=== Begin Enclosure ===
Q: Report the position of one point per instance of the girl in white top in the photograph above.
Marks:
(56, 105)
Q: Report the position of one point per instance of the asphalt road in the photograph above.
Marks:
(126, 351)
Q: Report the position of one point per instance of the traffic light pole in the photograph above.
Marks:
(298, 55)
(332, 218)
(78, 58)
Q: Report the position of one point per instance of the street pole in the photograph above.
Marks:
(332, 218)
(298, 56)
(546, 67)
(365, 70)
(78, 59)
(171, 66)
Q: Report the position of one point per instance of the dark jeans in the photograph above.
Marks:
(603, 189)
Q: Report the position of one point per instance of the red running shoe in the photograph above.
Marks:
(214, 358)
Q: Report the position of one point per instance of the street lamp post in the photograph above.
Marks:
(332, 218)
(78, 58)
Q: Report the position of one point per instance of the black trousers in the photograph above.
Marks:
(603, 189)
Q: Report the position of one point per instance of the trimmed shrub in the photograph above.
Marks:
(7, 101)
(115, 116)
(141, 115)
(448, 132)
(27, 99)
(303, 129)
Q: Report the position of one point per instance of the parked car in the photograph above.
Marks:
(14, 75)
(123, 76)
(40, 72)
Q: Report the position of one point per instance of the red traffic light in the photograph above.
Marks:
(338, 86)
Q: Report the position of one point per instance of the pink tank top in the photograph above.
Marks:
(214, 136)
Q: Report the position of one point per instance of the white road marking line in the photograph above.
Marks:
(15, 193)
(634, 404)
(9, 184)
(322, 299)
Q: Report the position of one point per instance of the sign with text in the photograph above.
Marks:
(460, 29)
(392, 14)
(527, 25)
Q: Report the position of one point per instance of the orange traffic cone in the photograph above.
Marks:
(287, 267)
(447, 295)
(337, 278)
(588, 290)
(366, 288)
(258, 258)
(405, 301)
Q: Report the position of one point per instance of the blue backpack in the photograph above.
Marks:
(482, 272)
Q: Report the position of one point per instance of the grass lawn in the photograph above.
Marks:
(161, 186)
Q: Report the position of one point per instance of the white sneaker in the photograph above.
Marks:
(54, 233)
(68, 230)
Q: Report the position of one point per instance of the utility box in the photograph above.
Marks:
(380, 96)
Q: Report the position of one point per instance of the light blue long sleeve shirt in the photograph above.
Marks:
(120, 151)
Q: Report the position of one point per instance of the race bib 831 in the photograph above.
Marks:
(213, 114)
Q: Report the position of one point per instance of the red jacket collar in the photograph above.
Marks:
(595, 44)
=== End Enclosure ===
> **Exercise**: Print out the whole listing exactly as it appears.

> **The answer**:
Q: Report the position of one point per instance of the girl in white top in the photograph above.
Marks:
(56, 105)
Q: Report the position of one point per instance of the asphalt road in the photograph above.
Marks:
(126, 351)
Q: Report the position of one point per instance of the traffic light pole in the photograph above.
Marks:
(298, 55)
(332, 218)
(78, 58)
Q: Report the position of one point per instance of the street pole in the photograph above.
Marks:
(332, 218)
(298, 56)
(546, 67)
(365, 70)
(78, 59)
(171, 66)
Q: Report the position of one point per instance of the dark jeans in the photograph above.
Marks:
(603, 189)
Q: Report the position of one point per instance of the red running shoe in the photograph above.
Marks:
(214, 358)
Q: Report the position of one point per instance of the street lamp post in the photograph above.
Marks:
(332, 218)
(78, 58)
Q: Report the position of one point per instance of the black trousers in the photograph above.
Marks:
(603, 189)
Q: Report the position of one point per instance of the trimmed shrub in the photograph above.
Marks:
(7, 101)
(115, 116)
(141, 115)
(448, 132)
(27, 99)
(303, 129)
Q: Report the position of one point per instance of the parked car in the photograph above.
Marks:
(14, 75)
(123, 76)
(40, 72)
Q: Report the position of one point per instance of the red traffic light in the photograph above.
Marks:
(338, 86)
Q: Report the position of one point per instance of the pink tank top in the photograph above.
Marks:
(214, 136)
Q: Report the position of one point per instance of the white road marking line in the photograph above.
Marks:
(15, 193)
(634, 404)
(9, 184)
(322, 299)
Q: Report the position of one point per instance of the sign with text in the photograph above.
Marks:
(460, 29)
(392, 14)
(527, 25)
Q: Report the position of one point per instance of the orange traffic cone in the photograph above.
Marks:
(287, 267)
(447, 295)
(337, 278)
(588, 290)
(366, 288)
(258, 258)
(405, 301)
Q: Report the position of one point per instance of the blue backpack in the photograph above.
Marks:
(482, 272)
Q: Report the position of one point per instance of the grass lawn in the photograph above.
Marks:
(161, 186)
Q: Report the position of one point per instance of the white sneaker in the photograph above.
Marks:
(54, 233)
(68, 230)
Q: Report the position of one point per instance of the utility box in the photograph above.
Marks:
(380, 96)
Q: Report the position of one point per instance of the light blue long sleeve shirt in the photograph above.
Marks:
(120, 151)
Q: Report the position of one point per instance of the race bib 831 in the photograph above.
Marks:
(213, 114)
Q: Report the position of one point per instance of the red jacket collar in the photograph above.
Marks:
(595, 44)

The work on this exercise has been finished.